-------- ENTRIES PROVIDED

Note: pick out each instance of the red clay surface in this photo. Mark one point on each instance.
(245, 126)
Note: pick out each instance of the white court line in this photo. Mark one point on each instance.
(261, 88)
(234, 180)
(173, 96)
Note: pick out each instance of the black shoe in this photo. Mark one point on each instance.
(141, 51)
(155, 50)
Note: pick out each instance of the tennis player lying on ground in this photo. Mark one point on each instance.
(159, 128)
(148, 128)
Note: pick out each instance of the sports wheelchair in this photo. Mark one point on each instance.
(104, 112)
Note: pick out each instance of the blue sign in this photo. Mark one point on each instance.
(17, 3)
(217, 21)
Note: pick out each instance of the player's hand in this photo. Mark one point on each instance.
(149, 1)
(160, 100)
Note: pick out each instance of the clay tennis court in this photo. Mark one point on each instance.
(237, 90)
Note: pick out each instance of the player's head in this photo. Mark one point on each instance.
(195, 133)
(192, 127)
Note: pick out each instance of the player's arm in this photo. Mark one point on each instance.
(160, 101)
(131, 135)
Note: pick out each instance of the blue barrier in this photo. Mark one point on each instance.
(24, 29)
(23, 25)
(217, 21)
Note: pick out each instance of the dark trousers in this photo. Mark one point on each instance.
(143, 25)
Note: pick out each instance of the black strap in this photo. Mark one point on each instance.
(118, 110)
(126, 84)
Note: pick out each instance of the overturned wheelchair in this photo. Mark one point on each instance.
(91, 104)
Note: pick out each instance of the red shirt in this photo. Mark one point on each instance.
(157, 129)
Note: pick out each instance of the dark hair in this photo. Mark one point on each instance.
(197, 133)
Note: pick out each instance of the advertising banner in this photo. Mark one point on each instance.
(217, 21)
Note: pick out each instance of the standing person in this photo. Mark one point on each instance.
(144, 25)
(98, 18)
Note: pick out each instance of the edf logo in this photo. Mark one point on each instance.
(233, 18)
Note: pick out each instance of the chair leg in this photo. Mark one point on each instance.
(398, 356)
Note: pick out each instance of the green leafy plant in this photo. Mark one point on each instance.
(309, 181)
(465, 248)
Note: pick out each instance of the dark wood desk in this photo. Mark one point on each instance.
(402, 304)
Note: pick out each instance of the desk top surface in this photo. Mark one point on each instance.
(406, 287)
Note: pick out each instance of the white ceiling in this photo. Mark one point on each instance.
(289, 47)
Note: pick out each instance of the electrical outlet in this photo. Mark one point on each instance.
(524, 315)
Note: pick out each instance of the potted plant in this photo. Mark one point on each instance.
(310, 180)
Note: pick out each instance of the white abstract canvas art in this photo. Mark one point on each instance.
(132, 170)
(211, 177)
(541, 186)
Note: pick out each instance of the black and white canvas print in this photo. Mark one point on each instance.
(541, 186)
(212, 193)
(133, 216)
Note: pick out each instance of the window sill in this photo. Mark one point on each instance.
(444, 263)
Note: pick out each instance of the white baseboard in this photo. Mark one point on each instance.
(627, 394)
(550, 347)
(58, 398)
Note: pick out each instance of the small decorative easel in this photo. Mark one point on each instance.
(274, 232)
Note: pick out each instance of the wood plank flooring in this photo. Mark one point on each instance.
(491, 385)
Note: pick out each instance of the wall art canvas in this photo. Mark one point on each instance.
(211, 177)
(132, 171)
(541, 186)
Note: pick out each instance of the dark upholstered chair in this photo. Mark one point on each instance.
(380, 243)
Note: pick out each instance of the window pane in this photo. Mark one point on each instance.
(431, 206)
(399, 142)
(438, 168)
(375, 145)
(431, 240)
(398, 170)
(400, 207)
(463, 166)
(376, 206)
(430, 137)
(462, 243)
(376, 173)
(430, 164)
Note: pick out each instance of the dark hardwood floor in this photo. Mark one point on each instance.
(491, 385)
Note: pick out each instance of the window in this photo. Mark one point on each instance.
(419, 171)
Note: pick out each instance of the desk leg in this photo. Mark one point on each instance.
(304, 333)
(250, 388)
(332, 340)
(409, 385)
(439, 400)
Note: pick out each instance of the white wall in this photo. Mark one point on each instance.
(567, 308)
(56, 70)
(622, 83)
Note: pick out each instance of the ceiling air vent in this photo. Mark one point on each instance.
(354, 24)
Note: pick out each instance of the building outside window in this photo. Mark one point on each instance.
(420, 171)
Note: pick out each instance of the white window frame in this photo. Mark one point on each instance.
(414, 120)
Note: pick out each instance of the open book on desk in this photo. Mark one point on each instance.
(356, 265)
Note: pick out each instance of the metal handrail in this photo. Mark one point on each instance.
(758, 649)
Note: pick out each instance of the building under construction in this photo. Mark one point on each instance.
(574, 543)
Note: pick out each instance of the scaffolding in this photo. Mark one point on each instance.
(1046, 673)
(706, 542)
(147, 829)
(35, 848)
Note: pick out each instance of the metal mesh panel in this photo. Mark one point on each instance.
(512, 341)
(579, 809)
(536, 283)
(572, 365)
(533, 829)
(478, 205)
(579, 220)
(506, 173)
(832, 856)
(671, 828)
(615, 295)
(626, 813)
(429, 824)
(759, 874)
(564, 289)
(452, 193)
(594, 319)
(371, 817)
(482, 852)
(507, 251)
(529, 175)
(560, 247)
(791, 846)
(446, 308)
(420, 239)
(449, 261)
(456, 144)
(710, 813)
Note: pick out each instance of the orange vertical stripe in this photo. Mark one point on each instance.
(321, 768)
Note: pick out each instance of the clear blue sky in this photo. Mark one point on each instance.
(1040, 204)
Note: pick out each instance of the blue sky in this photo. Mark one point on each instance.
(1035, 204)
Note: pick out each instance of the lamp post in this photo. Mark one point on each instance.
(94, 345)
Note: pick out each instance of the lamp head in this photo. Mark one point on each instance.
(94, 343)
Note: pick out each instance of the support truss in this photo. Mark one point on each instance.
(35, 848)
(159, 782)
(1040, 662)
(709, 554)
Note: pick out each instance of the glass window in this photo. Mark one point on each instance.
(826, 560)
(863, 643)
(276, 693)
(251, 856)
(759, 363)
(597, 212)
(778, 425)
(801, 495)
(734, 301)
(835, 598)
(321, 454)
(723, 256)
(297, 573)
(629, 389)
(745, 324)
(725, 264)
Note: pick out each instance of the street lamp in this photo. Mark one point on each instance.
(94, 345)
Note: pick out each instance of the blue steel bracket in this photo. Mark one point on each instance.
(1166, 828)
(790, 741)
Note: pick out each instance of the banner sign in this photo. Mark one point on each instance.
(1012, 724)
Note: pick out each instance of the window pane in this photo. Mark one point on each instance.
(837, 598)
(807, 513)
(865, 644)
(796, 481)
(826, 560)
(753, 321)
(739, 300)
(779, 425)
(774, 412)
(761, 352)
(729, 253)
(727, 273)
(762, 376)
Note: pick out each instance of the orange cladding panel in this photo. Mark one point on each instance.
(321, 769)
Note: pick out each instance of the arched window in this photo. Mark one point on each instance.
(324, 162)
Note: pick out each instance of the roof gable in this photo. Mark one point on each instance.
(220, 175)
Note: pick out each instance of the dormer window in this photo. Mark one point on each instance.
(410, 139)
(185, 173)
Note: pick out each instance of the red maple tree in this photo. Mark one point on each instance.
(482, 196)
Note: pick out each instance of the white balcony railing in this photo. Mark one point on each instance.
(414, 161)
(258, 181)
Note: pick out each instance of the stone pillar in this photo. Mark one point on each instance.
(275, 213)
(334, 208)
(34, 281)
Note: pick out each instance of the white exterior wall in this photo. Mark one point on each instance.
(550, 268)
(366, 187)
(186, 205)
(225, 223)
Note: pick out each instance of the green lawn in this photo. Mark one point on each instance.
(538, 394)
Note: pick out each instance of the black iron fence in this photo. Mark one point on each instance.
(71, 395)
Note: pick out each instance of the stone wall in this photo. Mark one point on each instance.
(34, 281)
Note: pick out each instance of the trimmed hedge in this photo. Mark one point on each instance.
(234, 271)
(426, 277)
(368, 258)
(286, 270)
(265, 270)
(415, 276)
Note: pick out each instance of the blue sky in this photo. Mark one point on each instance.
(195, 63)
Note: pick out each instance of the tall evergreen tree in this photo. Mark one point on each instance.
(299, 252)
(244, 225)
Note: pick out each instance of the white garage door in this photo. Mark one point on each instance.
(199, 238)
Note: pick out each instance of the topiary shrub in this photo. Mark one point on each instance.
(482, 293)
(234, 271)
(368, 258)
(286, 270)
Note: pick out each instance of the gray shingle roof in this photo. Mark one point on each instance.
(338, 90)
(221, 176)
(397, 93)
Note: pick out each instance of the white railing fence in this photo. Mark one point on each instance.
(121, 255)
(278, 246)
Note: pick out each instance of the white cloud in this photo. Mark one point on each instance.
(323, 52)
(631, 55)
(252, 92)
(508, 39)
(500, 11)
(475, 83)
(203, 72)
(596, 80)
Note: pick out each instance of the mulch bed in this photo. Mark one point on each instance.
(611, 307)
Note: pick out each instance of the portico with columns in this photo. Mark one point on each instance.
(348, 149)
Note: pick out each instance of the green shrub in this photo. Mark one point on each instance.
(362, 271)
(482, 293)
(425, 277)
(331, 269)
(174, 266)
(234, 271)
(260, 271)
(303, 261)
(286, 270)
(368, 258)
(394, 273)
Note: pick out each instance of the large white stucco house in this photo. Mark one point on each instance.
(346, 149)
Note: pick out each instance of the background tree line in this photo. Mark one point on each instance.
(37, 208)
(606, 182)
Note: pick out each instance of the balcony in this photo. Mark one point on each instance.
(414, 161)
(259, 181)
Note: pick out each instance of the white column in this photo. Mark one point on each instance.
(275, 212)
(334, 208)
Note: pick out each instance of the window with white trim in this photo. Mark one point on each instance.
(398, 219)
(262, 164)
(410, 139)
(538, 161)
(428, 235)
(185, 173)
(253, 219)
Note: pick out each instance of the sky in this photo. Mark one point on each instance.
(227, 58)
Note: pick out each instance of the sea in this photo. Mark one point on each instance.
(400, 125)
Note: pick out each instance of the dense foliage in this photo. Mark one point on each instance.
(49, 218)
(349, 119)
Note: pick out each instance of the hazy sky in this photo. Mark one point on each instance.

----------------

• WHAT YOU NEED TO DO
Repeat exactly the lines from the line containing "Note: pick out each instance of the window with" through the last line of the records above, including both, and nothing else.

• RESPONSE FOR THIS EXERCISE
Note: pick out each instance of the window with white trim in this photo. Mark one point on each instance.
(398, 219)
(262, 164)
(410, 139)
(538, 161)
(428, 235)
(185, 173)
(253, 219)
Note: pick out each instance of the sky in this photo. Mark one point on each instance.
(227, 58)
Note: pick out each instance of the sea in this photo. Mark one point on each instance.
(400, 125)
Note: pick out each instance of the dense foliage in this photo. Mark one point on each instance.
(49, 218)
(349, 119)
Note: pick out each instance of the hazy sky in this photo. Mark one point on each instance.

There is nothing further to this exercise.